## WHAT YOU NEED TO DO
Copy out word for word the passage of the seminar listings that opens with the words "Speaker bio: Jonathan" and closes with "of geophysical systems.".

── READING PASSAGE

SMRI Seminar ‘Unexpected Behaviour in Dilute Granular Materials’
Jonathan James Wylie, City University of Hong Kong
Thursday 27 April 2023
Abstract: The phrase ‘granular material’ is used to describe a large number of discrete solid, macroscopic particles that lose energy whenever the particles collide. One might naively imagine that such systems would exhibit similar behaviour to traditional fluid and solid mechanics. However, we present two problems that superficially appear to be extremely simple but yield surprisingly rich dynamics that have no analogue in traditional mechanics. Firstly, we consider a dilute stream of particles that collides with an oblique planar wall. Secondly, we show several surprising phenomena that occur in an extremely simple system of a single frictionless, inelastic, spherical particle falling under gravity through a symmetric funnel. Watch the recording.
Speaker bio: Jonathan Wylie obtained his PhD and was subsequently awarded a Junior Research Fellowship from King’s College, Cambridge. He then held research fellow positions in Woods Hole Oceanographic Institution and the University of Toronto before joining the City University of Hong Kong. His research interests include fluid mechanics, granular materials, ion transport and the mathematical modelling of geophysical systems.
SMRI Seminar ‘The unreasonable effectiveness of mathematics in large scale deep learning’
Greg Yang, Microsoft Research Lab
Thursday 23 March 2023
Abstract: Recently, the theory of infinite-width neural networks led to the first technology, mu Transfer, for tuning enormous neural networks that are too expensive to train more than once. For example, this allowed us to tune the 6.7 billion parameter version of GPT-3 using only 7% of its pretraining compute budget, and with some asterisks, we get a performance comparable to the original GPT-3 model with twice the parameter count. In this talk, I will explain the core insight behind this theory. In fact, this is an instance of what I call the Optimal Scaling Thesis, which connects infinite-size limits for general notions of “size” to the optimal design of large models in practice, illustrating a way for theory to reliably guide the future of AI. I’ll end with several concrete key mathematical research questions whose resolutions will have incredible impact on how practitioners scale up their NNs. Watch the recording.
Speaker bio: Greg Yang is a researcher at Microsoft Research in Redmond, Washington. He joined MSR after he obtained Bachelor’s in Mathematics and Master’s degrees in Computer Science from Harvard University, respectively advised by ST Yau and Alexander Rush. He won the Hoopes prize at Harvard for best undergraduate thesis as well as Honourable Mention for the AMS-MAA-SIAM Morgan Prize, the highest honour in the world for an undergraduate in mathematics. He gave an invited talk at the International Congress of Chinese Mathematicians 2019.
SMRI Seminar ‘Generalized sparse grid methods and applications’
Michael Griebel, University of Bonn
Thursday 8 March 2023
Abstract: High-dimensional problems appear in various mathematical models. Their numerical approximation involves the well-known curse of dimension, which renders any direct discretization obsolete. One approach to circumvent this issue, at least to some extent, is the use of generalized sparse grid methods, which can exploit additional smoothness properties if present in the underlying problem. In this talk, we will discuss the main principles and basic features of generalized sparse grids and show their application in such diverse areas as econometrics, fluid dynamics, quantum chemistry, uncertainty quantification and machine learning.

────
── DATASET CONTENT

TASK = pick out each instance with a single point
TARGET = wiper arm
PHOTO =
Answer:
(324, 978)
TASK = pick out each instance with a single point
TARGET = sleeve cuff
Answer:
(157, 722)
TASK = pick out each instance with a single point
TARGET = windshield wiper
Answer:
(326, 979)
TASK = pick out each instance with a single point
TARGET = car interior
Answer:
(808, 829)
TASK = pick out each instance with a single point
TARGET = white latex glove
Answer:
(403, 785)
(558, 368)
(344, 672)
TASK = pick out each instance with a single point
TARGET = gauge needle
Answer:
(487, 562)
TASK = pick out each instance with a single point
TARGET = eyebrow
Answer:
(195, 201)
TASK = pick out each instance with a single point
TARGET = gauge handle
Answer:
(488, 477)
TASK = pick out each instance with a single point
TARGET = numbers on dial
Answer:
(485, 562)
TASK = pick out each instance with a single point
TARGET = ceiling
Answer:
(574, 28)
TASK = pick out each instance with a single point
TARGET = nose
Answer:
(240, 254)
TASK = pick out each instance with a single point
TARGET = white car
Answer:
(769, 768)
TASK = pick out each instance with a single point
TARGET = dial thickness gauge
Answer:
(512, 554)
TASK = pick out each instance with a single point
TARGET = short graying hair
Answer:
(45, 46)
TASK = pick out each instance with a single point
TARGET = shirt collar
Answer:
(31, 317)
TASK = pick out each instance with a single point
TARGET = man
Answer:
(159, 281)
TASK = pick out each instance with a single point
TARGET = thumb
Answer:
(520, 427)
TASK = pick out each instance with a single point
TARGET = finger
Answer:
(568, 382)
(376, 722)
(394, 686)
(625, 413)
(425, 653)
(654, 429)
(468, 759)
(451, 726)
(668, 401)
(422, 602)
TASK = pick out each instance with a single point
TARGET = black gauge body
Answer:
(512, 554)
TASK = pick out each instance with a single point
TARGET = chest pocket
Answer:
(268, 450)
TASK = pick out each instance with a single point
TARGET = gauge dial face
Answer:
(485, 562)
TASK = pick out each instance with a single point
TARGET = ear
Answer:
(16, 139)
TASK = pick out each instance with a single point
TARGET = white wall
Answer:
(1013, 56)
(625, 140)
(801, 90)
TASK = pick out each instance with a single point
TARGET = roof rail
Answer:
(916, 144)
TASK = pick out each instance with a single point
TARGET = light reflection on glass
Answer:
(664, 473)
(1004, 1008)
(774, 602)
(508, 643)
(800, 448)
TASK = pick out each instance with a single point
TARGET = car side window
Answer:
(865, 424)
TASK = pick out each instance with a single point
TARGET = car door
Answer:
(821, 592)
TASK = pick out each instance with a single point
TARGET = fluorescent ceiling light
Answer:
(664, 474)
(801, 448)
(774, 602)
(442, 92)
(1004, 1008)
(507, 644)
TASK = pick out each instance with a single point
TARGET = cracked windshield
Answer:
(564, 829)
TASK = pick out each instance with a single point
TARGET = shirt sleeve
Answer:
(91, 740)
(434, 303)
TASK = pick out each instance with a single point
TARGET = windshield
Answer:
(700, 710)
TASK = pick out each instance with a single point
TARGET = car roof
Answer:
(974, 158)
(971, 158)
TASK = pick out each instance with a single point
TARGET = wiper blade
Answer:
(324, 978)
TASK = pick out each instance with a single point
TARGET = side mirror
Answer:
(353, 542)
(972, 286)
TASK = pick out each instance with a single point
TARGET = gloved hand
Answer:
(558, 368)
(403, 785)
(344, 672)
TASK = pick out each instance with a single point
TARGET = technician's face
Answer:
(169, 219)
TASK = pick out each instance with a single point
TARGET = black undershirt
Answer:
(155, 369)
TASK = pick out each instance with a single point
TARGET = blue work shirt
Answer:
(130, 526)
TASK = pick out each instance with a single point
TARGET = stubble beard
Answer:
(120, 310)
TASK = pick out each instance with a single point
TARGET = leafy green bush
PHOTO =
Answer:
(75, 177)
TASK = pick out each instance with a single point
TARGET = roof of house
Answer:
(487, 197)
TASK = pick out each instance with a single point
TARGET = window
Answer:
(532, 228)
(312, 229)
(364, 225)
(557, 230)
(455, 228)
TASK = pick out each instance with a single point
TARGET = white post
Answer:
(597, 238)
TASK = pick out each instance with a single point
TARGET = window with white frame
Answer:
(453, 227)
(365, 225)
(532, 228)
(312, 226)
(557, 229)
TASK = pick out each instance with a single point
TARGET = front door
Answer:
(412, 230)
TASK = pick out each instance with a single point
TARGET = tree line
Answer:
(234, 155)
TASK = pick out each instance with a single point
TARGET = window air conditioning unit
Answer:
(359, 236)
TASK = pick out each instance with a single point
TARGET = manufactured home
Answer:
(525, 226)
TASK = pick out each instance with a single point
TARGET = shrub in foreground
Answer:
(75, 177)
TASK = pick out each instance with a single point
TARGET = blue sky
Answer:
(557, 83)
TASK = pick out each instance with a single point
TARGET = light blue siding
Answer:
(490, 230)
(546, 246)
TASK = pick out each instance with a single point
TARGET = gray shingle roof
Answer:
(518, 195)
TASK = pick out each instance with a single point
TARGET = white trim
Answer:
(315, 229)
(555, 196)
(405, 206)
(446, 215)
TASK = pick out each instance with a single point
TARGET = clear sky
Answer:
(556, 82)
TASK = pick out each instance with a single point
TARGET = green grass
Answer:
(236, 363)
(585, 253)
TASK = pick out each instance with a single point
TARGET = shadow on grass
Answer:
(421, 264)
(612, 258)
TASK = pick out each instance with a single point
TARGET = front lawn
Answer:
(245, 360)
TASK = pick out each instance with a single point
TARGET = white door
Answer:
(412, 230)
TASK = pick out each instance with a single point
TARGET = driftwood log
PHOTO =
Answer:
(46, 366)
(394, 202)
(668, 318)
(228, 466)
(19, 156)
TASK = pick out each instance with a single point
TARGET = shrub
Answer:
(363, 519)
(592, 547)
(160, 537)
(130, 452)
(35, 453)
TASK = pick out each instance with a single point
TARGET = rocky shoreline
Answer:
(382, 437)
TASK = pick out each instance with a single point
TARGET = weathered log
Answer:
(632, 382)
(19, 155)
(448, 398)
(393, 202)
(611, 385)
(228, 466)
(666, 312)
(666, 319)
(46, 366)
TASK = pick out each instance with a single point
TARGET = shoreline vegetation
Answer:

────
── DATASET CONTENT

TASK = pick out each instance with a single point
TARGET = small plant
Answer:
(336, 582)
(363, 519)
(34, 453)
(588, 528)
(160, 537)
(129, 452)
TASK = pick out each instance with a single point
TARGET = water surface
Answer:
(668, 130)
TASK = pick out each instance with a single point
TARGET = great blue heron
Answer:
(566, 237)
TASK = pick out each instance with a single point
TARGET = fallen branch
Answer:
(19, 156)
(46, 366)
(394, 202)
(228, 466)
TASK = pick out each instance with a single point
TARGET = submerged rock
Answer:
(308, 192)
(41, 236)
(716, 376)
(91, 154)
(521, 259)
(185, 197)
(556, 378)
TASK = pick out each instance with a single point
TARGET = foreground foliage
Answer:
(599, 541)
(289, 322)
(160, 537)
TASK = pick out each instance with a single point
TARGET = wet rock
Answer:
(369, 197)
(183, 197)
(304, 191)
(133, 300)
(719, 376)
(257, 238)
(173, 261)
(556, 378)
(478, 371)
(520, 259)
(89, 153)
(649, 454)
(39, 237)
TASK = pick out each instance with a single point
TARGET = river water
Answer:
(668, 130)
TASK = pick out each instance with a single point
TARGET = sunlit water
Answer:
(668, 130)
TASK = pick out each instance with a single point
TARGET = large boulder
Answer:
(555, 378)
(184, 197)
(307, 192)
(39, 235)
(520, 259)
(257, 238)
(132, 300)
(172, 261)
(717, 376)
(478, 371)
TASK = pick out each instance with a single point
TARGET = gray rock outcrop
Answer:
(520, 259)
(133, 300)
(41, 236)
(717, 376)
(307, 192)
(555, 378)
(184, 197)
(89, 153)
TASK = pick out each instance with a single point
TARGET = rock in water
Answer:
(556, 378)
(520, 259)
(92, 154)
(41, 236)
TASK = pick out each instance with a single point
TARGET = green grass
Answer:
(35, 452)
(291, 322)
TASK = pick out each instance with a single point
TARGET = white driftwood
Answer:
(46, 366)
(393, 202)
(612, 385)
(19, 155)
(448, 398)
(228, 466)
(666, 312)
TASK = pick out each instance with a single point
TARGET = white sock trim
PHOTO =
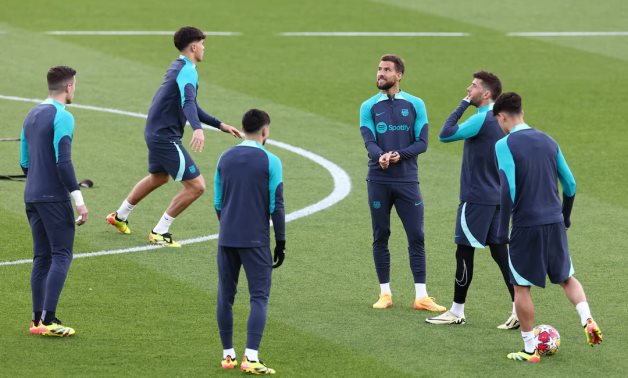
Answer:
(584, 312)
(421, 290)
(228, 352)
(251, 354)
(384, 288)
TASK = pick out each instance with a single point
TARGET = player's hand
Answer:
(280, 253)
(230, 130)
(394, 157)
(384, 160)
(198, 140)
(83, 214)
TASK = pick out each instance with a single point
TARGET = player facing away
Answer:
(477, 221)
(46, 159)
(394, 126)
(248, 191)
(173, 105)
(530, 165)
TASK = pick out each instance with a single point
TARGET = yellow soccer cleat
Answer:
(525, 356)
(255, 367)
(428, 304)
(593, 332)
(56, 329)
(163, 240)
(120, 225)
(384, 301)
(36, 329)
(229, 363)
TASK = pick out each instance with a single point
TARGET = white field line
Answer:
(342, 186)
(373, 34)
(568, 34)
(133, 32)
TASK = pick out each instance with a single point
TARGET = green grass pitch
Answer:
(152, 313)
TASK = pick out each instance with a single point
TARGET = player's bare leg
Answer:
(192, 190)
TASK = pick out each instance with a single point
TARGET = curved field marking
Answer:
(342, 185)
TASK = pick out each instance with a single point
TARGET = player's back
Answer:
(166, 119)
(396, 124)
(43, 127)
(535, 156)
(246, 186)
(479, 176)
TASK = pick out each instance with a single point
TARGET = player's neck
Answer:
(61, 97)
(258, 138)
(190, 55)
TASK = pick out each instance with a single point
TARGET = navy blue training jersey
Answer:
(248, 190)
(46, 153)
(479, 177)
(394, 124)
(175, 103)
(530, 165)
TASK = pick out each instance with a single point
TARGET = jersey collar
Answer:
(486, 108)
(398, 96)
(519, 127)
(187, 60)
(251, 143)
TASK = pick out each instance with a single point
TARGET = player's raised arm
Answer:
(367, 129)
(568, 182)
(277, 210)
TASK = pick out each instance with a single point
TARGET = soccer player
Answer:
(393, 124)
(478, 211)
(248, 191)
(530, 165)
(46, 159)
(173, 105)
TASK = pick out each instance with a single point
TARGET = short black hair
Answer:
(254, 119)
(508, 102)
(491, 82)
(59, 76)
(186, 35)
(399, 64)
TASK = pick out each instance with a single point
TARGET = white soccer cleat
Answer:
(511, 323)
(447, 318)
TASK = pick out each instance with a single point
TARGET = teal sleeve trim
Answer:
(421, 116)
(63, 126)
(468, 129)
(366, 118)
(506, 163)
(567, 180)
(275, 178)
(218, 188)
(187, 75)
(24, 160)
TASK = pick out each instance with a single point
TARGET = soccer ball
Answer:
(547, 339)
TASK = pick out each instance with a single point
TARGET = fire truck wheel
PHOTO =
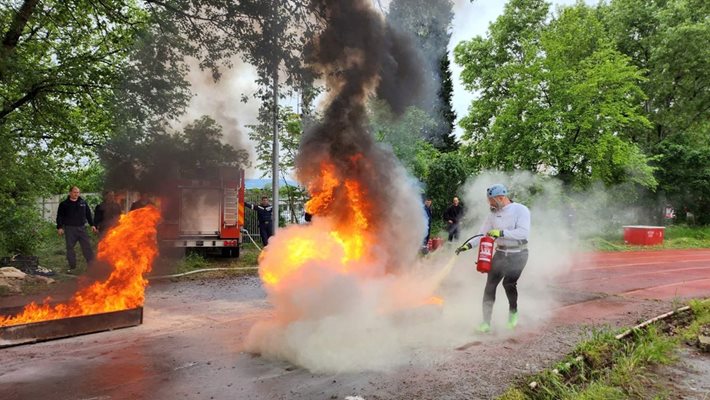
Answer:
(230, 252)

────
── DATASET CONTENT

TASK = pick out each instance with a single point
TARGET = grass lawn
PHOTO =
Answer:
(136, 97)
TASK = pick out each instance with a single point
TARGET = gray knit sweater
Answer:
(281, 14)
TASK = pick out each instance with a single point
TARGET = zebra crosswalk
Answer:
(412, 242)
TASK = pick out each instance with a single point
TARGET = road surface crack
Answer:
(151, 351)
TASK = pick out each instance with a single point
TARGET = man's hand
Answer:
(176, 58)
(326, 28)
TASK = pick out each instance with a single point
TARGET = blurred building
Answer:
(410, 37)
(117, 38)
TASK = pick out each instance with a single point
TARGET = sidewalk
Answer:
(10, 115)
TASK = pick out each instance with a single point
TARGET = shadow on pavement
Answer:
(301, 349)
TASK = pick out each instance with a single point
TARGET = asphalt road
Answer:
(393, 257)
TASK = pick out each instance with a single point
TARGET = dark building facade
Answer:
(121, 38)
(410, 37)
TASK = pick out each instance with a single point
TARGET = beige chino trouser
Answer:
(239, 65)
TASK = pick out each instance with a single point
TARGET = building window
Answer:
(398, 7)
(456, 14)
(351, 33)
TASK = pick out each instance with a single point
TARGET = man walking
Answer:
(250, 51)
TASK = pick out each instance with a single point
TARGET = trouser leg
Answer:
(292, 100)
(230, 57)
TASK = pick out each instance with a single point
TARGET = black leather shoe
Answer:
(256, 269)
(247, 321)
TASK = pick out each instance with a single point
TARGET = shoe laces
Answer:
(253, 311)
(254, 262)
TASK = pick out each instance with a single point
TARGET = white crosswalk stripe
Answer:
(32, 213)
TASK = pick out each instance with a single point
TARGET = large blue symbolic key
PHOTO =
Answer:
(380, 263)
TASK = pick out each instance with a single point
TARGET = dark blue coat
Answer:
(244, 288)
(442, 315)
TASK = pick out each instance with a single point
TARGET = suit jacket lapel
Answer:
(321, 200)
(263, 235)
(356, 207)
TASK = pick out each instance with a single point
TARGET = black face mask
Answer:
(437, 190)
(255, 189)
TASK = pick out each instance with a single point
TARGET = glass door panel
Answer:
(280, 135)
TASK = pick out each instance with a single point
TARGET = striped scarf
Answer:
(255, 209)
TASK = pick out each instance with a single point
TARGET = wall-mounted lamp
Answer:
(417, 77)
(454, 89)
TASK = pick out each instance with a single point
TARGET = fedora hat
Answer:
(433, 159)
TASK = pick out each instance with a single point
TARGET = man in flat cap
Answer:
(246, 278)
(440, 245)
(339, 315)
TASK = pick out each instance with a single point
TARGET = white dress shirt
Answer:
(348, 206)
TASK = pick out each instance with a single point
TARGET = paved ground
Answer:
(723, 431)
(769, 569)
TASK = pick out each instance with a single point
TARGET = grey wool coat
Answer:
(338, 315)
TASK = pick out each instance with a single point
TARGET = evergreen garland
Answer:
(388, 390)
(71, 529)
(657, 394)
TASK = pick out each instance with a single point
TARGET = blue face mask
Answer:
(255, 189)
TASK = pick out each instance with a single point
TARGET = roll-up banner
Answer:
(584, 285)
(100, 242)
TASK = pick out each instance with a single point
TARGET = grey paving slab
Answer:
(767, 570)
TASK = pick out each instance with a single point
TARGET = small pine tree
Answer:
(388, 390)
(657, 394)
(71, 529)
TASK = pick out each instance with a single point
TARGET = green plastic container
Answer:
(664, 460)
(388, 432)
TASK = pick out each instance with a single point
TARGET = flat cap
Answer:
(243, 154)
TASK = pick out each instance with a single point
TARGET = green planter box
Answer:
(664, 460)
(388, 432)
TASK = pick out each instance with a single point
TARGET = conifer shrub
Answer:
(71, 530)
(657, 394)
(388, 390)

────

## OUTPUT OF THE EXERCISE
Speaker bio: Jonathan Wylie obtained his PhD and was subsequently awarded a Junior Research Fellowship from King’s College, Cambridge. He then held research fellow positions in Woods Hole Oceanographic Institution and the University of Toronto before joining the City University of Hong Kong. His research interests include fluid mechanics, granular materials, ion transport and the mathematical modelling of geophysical systems.